* [Task]:
Return, word for word, the stretch of the records below from the line containing "If you could point at the dark" through the end of the records, including that first line.

* [Source records]:
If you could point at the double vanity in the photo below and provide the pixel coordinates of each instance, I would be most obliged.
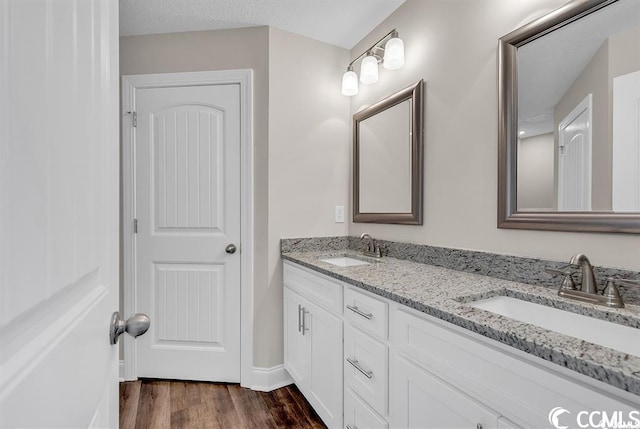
(386, 342)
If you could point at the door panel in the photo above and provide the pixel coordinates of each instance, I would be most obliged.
(574, 159)
(187, 186)
(626, 143)
(59, 211)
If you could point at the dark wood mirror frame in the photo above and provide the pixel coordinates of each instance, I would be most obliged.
(508, 216)
(414, 93)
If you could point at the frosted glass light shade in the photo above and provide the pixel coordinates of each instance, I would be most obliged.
(349, 83)
(393, 54)
(369, 70)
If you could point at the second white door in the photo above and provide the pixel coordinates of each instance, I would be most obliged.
(187, 207)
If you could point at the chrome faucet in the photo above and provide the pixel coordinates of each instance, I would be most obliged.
(373, 249)
(588, 284)
(588, 292)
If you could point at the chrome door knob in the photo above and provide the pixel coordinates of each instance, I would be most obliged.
(135, 326)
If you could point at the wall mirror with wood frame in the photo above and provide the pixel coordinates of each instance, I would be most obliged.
(388, 160)
(569, 146)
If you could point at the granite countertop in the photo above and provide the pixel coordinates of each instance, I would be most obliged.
(444, 293)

* [Task response]:
If you could point at the dark wood mirror frame in the photo above and provide the pixel coordinates of each instance, I would be most obliged.
(508, 216)
(414, 93)
If you could point at the frosted glass light shade in the photo above and provide the pixel coordinates of each instance, I would be most obliged.
(349, 83)
(393, 54)
(369, 70)
If you could point at the second white door in the photo above and provide the pixel coordinates of each instance, I would be most obliged.
(187, 207)
If you could point at the chrome faucet in the photo above and provide the pixel coordinates of each instance, I would be most obliged.
(373, 249)
(588, 284)
(588, 292)
If you could point at the chrome door knob in the photo above and provide the pixel coordinates of each instance, I would be most obliged.
(135, 326)
If you could point at the wall mirror with wood frame in the photo above and provide the pixel coordinates of each instance, I would be most obliged.
(388, 160)
(569, 146)
If you could point at the granite countertop in the photo above and provide the pixel coordinates of each instance, I would be most obliged.
(444, 293)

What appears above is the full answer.